Gate learning from accepted edits

Type: ../types/design-proposal.md · Tags: kb-maintenance

The review system could learn new gates from human-accepted edits instead of accumulating lessons as ever-larger prompts. The central constraint rests on an accepted edit verifies the change, not the rule: accepted edits are the strongest available seed, but candidates mined from them are instance-verified, not rules — so the design must carry a promotion-and-rollback lifecycle, not just accumulation. This proposal holds the learning loop, the gate-lifecycle additions, and the loading policy.

Current state (as of 2026-06-12)

Shipped — proposed alongside this loop and since adopted:

Atomic gates as single files with a type contract: kb/instructions/review-gates/{lens}/{name}.md, type review-gate.
Per-gate provenance, freshness baseline, and staleness: gate_sha, per-gate freshness baseline rows and current-baseline views in the review SQLite store.
Selector machinery: resolve_criteria, review_target_selector, warn_selector. ADR 031 records the move from monolithic review bundles to gate-native, run-owned review pairs.

Not shipped:

Any learning path from accepted edits to new gates.
Per-gate precision/recall history; gate lifecycle states beyond existence.
Retrieval- or budget-based gate loading beyond static gate resolution.

Raw material exists: review-revise experiments produced human-accepted before/after pairs with named changes (change catalogues in workshop runs) — exactly the capture format a mined candidate generalizes from.

The learning loop

Capture the pre-edit note, post-edit note, and accepted diff.
Segment the diff into edit intentions, not line changes.
Compare intentions against the gates that were loaded for the originating review.
For uncovered intentions, propose candidate gates.
For covered intentions, update evidence that the existing gate still earns its place.
A human accepts, merges, rewrites, or rejects each candidate.

The oracle stays where it is strongest: "did a human accept this change," not "was the critique clever." Step 6 is the promotion gate the oracle asymmetry requires.

Gate lifecycle additions

Each gate gains: status (candidate / active / quarantined / retired), provenance (which accepted edits produced or confirmed it), and a precision/recall history per run. A noisy gate is quarantined without rewriting the rest of the review method; a consistently useful one can mature toward a deterministic check — the methodology enforcement gradient. The registry stays inspectable substrate rather than prompt folklore.

[Dataset items]
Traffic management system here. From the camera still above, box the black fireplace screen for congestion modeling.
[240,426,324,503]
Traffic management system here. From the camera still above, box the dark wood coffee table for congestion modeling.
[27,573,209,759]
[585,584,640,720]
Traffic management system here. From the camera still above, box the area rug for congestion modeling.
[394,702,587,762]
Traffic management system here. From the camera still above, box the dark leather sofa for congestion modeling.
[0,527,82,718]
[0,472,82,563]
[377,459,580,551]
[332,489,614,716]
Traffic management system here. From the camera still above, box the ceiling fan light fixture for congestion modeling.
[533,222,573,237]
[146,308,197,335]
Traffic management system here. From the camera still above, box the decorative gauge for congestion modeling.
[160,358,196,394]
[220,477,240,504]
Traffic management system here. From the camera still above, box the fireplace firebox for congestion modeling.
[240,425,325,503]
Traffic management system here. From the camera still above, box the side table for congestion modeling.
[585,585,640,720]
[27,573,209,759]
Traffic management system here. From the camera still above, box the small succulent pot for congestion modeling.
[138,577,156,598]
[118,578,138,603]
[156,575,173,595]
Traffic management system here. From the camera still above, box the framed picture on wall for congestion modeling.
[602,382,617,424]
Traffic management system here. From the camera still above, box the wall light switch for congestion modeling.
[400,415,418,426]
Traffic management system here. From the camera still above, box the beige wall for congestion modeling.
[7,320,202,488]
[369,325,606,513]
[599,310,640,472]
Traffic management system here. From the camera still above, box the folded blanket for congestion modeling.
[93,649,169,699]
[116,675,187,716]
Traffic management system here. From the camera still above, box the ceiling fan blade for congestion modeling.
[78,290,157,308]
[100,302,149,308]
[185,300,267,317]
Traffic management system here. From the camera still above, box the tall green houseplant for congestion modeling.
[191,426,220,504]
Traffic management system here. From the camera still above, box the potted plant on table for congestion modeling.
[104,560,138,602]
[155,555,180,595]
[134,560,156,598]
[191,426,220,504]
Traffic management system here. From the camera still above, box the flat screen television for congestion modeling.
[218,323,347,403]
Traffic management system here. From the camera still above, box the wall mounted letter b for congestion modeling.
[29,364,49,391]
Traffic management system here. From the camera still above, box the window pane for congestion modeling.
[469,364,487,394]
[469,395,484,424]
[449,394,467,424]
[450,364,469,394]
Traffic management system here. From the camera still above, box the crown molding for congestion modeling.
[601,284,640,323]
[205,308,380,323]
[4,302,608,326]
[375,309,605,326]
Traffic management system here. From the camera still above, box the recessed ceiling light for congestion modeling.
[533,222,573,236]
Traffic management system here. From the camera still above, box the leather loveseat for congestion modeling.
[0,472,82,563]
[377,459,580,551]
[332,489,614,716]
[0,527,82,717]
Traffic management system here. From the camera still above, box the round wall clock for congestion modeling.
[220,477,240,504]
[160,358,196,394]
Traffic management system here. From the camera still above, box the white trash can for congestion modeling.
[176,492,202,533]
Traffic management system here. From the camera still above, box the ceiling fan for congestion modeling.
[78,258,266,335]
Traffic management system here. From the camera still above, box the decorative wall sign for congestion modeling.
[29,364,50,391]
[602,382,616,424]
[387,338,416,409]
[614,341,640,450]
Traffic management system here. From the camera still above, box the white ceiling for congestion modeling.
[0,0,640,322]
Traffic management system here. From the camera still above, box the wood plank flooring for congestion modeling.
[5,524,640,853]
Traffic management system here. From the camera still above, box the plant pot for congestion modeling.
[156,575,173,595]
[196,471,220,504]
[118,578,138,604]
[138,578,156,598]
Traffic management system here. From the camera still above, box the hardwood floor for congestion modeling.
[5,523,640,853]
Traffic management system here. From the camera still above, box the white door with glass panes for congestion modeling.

- _PROBLEM A_: Condense the paragraph of the gate-learning proposal that begins "Each gate gains:" into a bulleted list, keeping its main facts.
- _PROBLEM B_: Repeat verbatim the passage of the gate-learning proposal starting with "Gate learning from" and going on through "the loading policy.".
Rely solely on the gate-learning proposal, not on the records.

- _FULL RESPONSE A_:
- Each gate receives a status: candidate, active, quarantined, or retired.
- Each gate carries provenance: the accepted edits that produced or confirmed it.
- Each gate keeps a precision/recall history per run.
- A noisy gate can be quarantined without rewriting the rest of the review method.
- A consistently useful gate can mature toward a deterministic check (the methodology enforcement gradient).
- The registry remains inspectable substrate rather than prompt folklore.

- _FULL RESPONSE B_:
Gate learning from accepted edits

Type: ../types/design-proposal.md · Tags: kb-maintenance

The review system could learn new gates from human-accepted edits instead of accumulating lessons as ever-larger prompts. The central constraint rests on an accepted edit verifies the change, not the rule: accepted edits are the strongest available seed, but candidates mined from them are instance-verified, not rules — so the design must carry a promotion-and-rollback lifecycle, not just accumulation. This proposal holds the learning loop, the gate-lifecycle additions, and the loading policy.